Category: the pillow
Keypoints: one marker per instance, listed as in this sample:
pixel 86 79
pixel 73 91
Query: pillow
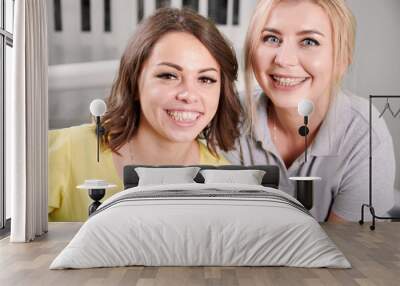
pixel 161 176
pixel 248 177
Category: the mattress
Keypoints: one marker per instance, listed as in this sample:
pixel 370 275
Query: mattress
pixel 201 225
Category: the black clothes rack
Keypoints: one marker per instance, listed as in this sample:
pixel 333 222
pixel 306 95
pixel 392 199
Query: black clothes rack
pixel 370 205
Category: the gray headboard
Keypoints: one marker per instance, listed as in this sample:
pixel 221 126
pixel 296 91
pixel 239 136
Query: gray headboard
pixel 270 179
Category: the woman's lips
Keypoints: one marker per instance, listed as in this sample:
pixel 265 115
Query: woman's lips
pixel 183 118
pixel 287 83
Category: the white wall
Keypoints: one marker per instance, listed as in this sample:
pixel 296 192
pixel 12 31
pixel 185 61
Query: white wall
pixel 376 68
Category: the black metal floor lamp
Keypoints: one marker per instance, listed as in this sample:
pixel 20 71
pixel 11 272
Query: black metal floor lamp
pixel 370 205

__Exercise directions__: A line in the material may hold the string "Category". Report how many do, and write only the number.

__Exercise output__: 7